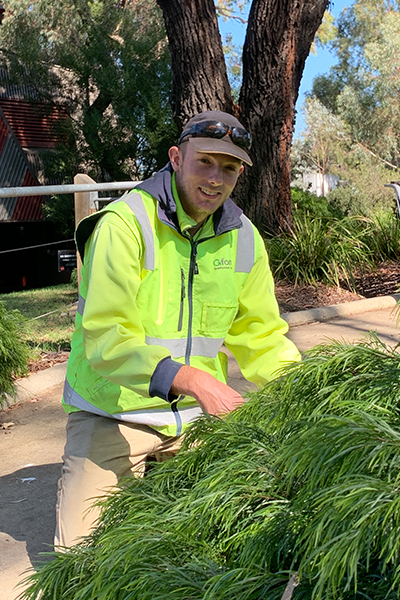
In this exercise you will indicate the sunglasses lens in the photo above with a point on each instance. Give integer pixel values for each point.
(218, 130)
(212, 129)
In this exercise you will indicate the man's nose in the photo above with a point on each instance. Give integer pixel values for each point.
(215, 175)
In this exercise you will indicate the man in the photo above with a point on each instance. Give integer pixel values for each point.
(170, 272)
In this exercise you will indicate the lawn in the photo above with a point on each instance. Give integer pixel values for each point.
(49, 325)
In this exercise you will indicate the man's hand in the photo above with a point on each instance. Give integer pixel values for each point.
(214, 397)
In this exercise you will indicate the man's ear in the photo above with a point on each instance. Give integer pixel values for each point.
(175, 156)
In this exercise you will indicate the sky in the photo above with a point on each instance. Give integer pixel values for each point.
(315, 64)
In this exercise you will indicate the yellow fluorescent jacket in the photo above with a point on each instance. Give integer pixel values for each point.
(152, 299)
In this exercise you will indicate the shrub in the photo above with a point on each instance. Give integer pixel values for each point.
(304, 202)
(382, 236)
(303, 478)
(14, 352)
(348, 201)
(327, 250)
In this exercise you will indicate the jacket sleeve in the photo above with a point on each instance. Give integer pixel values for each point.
(257, 336)
(112, 331)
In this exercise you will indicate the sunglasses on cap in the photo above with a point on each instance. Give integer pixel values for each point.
(216, 129)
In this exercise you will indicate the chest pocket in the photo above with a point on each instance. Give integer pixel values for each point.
(217, 317)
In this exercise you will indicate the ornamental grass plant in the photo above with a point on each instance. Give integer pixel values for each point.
(304, 479)
(14, 352)
(320, 249)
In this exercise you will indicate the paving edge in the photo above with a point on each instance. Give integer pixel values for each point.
(32, 386)
(327, 313)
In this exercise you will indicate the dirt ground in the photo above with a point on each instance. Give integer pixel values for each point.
(382, 282)
(385, 280)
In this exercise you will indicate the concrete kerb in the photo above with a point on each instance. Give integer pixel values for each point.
(32, 386)
(327, 313)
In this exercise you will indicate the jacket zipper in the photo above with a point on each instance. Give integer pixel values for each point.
(183, 294)
(193, 270)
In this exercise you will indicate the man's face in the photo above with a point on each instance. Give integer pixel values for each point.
(203, 180)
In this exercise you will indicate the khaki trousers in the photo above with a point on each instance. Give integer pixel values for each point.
(99, 452)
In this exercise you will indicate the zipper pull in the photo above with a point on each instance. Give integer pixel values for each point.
(196, 267)
(183, 294)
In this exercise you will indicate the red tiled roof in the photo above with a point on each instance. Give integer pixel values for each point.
(33, 123)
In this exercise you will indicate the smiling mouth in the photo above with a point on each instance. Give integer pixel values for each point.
(209, 193)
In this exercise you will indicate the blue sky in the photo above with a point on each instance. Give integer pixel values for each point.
(315, 64)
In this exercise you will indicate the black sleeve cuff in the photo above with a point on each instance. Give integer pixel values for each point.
(162, 378)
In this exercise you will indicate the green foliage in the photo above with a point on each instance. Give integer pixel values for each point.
(14, 352)
(349, 201)
(382, 236)
(362, 88)
(319, 249)
(304, 478)
(108, 67)
(53, 331)
(304, 202)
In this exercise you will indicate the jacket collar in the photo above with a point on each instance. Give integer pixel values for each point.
(226, 218)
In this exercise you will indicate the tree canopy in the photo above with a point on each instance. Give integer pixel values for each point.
(109, 67)
(363, 87)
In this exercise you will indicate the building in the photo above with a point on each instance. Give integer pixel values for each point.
(28, 243)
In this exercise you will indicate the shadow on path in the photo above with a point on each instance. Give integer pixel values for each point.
(27, 508)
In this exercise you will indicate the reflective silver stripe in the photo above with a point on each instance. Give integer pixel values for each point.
(135, 203)
(245, 247)
(201, 346)
(81, 305)
(157, 417)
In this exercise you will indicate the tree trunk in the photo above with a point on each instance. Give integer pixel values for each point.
(278, 41)
(199, 78)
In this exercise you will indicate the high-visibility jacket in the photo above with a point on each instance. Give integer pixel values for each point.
(153, 298)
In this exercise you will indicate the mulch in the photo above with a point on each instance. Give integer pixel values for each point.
(382, 282)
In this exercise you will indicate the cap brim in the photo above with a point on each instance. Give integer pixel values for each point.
(222, 146)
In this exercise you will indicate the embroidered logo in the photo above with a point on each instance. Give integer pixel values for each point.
(222, 263)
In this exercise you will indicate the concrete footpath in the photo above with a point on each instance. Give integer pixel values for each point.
(32, 433)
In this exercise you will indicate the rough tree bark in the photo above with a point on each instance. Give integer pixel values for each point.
(278, 40)
(199, 78)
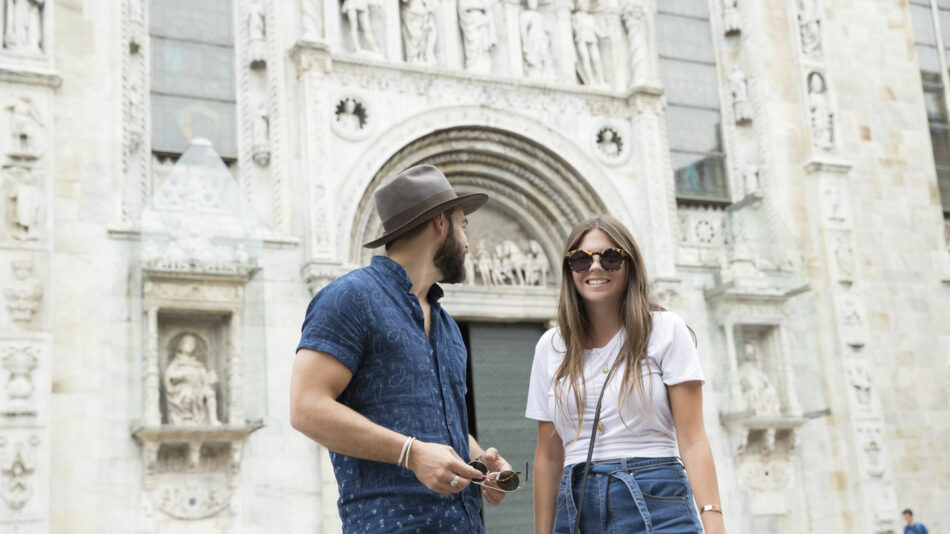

§ PROBLEM DESCRIPTION: Put every line of the rows above into a numbered list, skipping blank lines and leaving out the pictures.

§ SOLUTION FOR THIS TASK:
1. In this exercise you will indicate the sunglasses lens in the photo above with a point on each instance. Give integer pixel values for each point.
2. (218, 130)
3. (212, 129)
4. In this exercise you will indicate the man's nose in the photo above with a point on each instance. Give integer pixel values for each point.
5. (215, 175)
6. In this exercise you will indicate the man in the photo above with a point on each instance. Give integer pixel values for each point.
7. (170, 272)
8. In this exercise you will indicate the lawn in the photo above with a point on each instance. Give integer pixel values for each point.
9. (49, 325)
10. In this exercise you will indicate the man's hand in the photo above with a point on each instance. Give integer pixel values for each point.
11. (214, 397)
12. In this exercise you will indicate the man's ear in the photo above with a point on each instance. Give integer pixel values for each point.
13. (175, 156)
14. In this exercise you will indicate the sky in the photo above with a point on each instance. Give integer pixel values for each point.
15. (315, 64)
16. In this exercise you will indicate the yellow fluorescent jacket in the photo above with a point on each instance. Give integer pixel values for each point.
17. (152, 299)
18. In this exercise you will indicate the shrub in the photo above with a point on each instance. Give integer pixel values for each point.
19. (304, 202)
20. (382, 236)
21. (303, 478)
22. (14, 352)
23. (348, 201)
24. (327, 250)
25. In this exercise you will indicate the jacket sleeve in the photo above with a point on each instance. Give integer pixel values for each point.
26. (257, 336)
27. (112, 331)
28. In this exercise you will indicate the sunglasses on cap in the photo above with a point on each instance. Give integer pixel values for each point.
29. (216, 129)
30. In this exercise you will indicate the chest pocket in the photo above with a point on each instance. Give integer pixel values for each point.
31. (217, 317)
32. In this exercise you will indicate the ornamental grass plant in the photo above with a point on each instance. Give integer pixel values for each point.
33. (304, 479)
34. (14, 352)
35. (320, 249)
36. In this exercise you will indicate the paving edge in the photo above with a point on each instance. Give integer pixel values for each point.
37. (32, 386)
38. (327, 313)
39. In this exercise you will indicate the dirt ground in the photo above with a point on each instance. Give integer pixel values for each point.
40. (382, 282)
41. (385, 280)
42. In this exercise you will indicate the concrete kerb in the photo above with a point on each instance. Give integer pixel values for each point.
43. (32, 386)
44. (327, 313)
45. In this exercise you will indicate the jacket zipper in the photo above with a point on each instance. Give integer pixel values for each point.
46. (183, 294)
47. (193, 270)
48. In this exercise you will indicate the man's face in the photo above with a point on each instance. Give integer pixel values for each point.
49. (203, 180)
50. In this exercise you will indicate the khaki trousers in the photo above with a point on each instance. Give integer pixel values for each point.
51. (99, 452)
52. In this exercise you will indicate the zipper pull in the photo above with a point on each instance. Give integer pixel values for each point.
53. (196, 267)
54. (183, 294)
55. In this exercise you will indicate the red tiled roof in the photo above with a point on each instance. Give integer pixel values for each point.
56. (33, 123)
57. In this exercise you will indicate the smiling mouth in the photo above with a point on each instance. Give integer pixel values for each point.
58. (209, 193)
59. In this exercise you will indicate the blue sky in the photo above with a point on each instance. Give integer pixel values for each point.
60. (315, 64)
61. In this exercise you will indicate the black sleeve cuff in the photo above with a point on each instance. Give integer pixel values for each point.
62. (162, 378)
63. In this exercise you will indicate the green foliage in the photo above with a point on each instance. Give integer pixel values for each point.
64. (14, 352)
65. (349, 201)
66. (382, 236)
67. (362, 88)
68. (319, 249)
69. (304, 478)
70. (108, 67)
71. (53, 331)
72. (304, 202)
73. In this exercise you will indicate the jacket collar in the photo above with a point on each instance. Give integer pixel values for each point.
74. (226, 218)
75. In this exercise you will indicate the tree canopy in the photo above with a point on each instance. Give integer pixel values for each point.
76. (109, 67)
77. (363, 87)
78. In this exercise you will indicate the building in the photo above with a point on each instance. Give integer pixel values for each point.
79. (28, 243)
80. In this exercise you will indicate the shadow on path in the photo above with a point on each instance. Give integer pixel values for each point.
81. (27, 508)
82. In this exercise you will indicate the reflective silver stripe in the photo above with a point on each instance. Give integer pixel values for each point.
83. (135, 203)
84. (245, 247)
85. (201, 346)
86. (81, 305)
87. (157, 417)
88. In this exercise you will indicate the tree trunk in the photo above with a point on each instance. Give integer pixel values for each point.
89. (278, 41)
90. (199, 78)
91. In this exercise you will indicate the high-visibility jacket in the photo above with a point on each instance. Give integer pixel values for each point.
92. (153, 298)
93. In this exercise you will indicate the mulch in the photo above with a point on each instance. Give integer pixel values for each point.
94. (382, 282)
95. In this exercise you will indicate the cap brim in the photo above with a point on each instance. Give integer pixel values for each point.
96. (222, 146)
97. In this exercise you will indicate the embroidered logo in the photo above with a point on each instance. Give integer pixel values for each point.
98. (222, 263)
99. In this exercise you will indicate the concrete footpath in the photo above with a point on each instance. Give integer pixel values for each point.
100. (32, 433)
101. In this exercise you will indicate the rough tree bark in the photo above with a point on each instance. Give integer pixel values for each point.
102. (278, 40)
103. (199, 78)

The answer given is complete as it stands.